▶ _Given entries_:
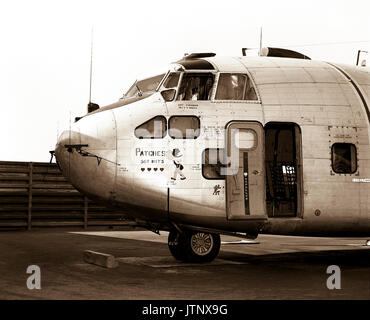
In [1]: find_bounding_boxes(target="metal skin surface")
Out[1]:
[55,57,370,236]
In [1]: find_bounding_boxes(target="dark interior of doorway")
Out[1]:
[265,123,301,217]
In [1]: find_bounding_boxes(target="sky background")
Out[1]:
[0,0,370,161]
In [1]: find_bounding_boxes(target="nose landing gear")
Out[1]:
[168,229,221,262]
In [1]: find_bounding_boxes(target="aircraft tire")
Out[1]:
[185,231,221,263]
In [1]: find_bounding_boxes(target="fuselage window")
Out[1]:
[135,116,167,139]
[331,143,357,173]
[168,116,200,139]
[202,148,225,180]
[176,73,214,101]
[215,73,257,100]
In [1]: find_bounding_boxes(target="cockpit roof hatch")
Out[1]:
[176,52,216,70]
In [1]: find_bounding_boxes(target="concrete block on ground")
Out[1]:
[84,250,118,269]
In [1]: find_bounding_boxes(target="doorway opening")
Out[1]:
[265,122,302,218]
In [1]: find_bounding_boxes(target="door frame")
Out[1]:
[225,120,267,220]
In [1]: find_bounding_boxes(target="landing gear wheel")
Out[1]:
[168,230,221,262]
[186,232,221,262]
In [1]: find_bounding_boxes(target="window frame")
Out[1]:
[167,114,201,140]
[212,71,261,104]
[173,69,218,103]
[201,148,226,181]
[134,115,168,140]
[330,142,358,174]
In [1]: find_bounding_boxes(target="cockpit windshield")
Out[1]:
[176,72,214,100]
[124,73,165,98]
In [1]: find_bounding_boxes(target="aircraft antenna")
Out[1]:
[89,28,94,104]
[258,27,262,56]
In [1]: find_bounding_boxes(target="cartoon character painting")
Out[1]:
[171,148,186,180]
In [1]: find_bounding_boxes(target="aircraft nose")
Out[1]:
[55,125,80,178]
[55,111,117,199]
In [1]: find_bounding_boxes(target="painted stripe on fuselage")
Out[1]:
[327,62,370,124]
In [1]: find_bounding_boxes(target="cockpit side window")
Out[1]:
[215,73,258,100]
[168,116,200,139]
[135,116,167,139]
[162,72,180,89]
[125,73,165,98]
[176,73,214,101]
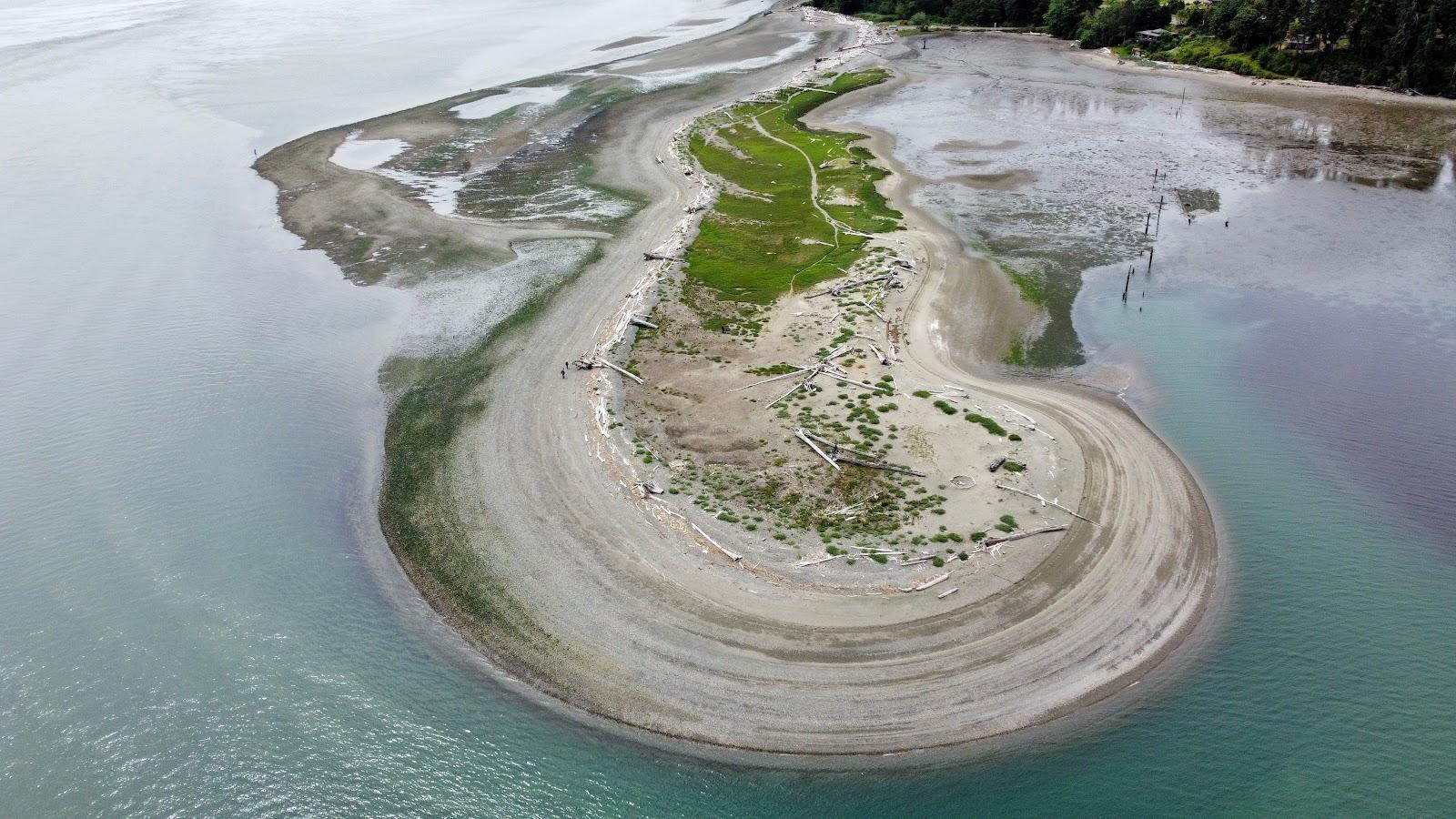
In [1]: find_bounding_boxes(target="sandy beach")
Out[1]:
[260,10,1220,763]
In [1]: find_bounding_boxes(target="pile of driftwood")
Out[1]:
[794,427,926,478]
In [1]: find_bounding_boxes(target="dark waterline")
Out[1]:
[0,9,1456,816]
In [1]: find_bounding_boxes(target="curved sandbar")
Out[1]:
[258,6,1216,755]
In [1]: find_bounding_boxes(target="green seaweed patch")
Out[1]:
[966,412,1006,437]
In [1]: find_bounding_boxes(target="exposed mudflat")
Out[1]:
[259,10,1218,758]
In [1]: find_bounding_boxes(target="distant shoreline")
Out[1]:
[259,5,1220,766]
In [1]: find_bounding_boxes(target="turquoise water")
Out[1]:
[0,5,1456,816]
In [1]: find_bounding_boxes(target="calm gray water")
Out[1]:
[8,0,1456,816]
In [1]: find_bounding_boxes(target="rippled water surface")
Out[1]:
[8,7,1456,816]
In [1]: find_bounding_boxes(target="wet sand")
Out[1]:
[258,12,1218,765]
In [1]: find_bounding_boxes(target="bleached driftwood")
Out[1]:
[794,554,843,569]
[728,368,813,392]
[594,359,646,383]
[801,429,879,460]
[839,455,926,478]
[905,571,951,592]
[689,521,743,562]
[981,523,1068,548]
[996,484,1101,526]
[856,298,890,324]
[794,430,843,472]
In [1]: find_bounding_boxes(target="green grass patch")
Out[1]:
[966,412,1006,436]
[996,259,1046,308]
[686,70,900,305]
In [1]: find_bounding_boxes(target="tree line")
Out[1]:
[813,0,1456,96]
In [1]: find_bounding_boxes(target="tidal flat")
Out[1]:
[837,34,1456,369]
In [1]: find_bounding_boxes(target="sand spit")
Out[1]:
[260,9,1218,765]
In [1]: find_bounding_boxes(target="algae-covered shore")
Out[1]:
[259,9,1218,759]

▶ _The task_:
How many lines in the material above contain the string "landing"? Case counts, and the reply should be the number alone.

▶ _Reply_:
2